● WORK INSTRUCTION
From the records below, extract all the text exactly and leave the images behind.

Natural language region descriptions
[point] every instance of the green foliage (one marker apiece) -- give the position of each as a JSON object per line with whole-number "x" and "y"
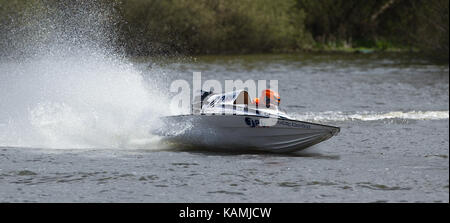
{"x": 254, "y": 26}
{"x": 206, "y": 26}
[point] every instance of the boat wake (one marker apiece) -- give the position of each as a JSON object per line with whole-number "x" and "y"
{"x": 371, "y": 116}
{"x": 68, "y": 87}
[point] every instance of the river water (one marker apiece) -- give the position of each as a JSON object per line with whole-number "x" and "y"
{"x": 392, "y": 110}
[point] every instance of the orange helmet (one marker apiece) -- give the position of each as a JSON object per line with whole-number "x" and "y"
{"x": 256, "y": 101}
{"x": 270, "y": 97}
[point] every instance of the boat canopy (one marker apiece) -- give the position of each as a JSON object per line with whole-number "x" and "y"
{"x": 239, "y": 97}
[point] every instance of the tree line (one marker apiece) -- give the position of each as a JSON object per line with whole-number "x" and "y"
{"x": 147, "y": 27}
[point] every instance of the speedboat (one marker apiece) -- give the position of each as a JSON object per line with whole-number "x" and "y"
{"x": 229, "y": 121}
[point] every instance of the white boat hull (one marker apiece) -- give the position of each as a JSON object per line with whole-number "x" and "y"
{"x": 243, "y": 132}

● RESPONSE
[point] every instance of the green foliage (one marker apiece) -- give the position of each as a JSON object per line with whole-number "x" and "y"
{"x": 254, "y": 26}
{"x": 206, "y": 26}
[point] every instance of the boat wake (one marker apiece) -- give the position of each as a JSON object per line with whole-number "x" and "y"
{"x": 371, "y": 116}
{"x": 68, "y": 87}
[point] every instance of the river water (one marker apiece) -- give the position of each as a JSON object per line with whole-number "x" and "y"
{"x": 392, "y": 110}
[point] every instance of the orange helmet (one marker apiece) -- give the position of each as a JSON object per line with whole-number "x" and "y"
{"x": 256, "y": 101}
{"x": 270, "y": 97}
[point] every instance of the boat canopy (one marker apiece) -- give the position of each as a JSON object per line with whole-number "x" and "y"
{"x": 239, "y": 97}
[point] every instance of the tree line (one marker apiece) -- give the position of each as a JSON object per line with whole-number "x" and "y"
{"x": 147, "y": 27}
[point] every instance of the speedboat (one marker apiece) -- give the position of each as a JSON object per line with whole-number "x" and "y"
{"x": 229, "y": 121}
[point] every instance of the white boat hull (one marker apiece) -- give the position of each as a JSON object per line with whole-number "x" and "y"
{"x": 243, "y": 132}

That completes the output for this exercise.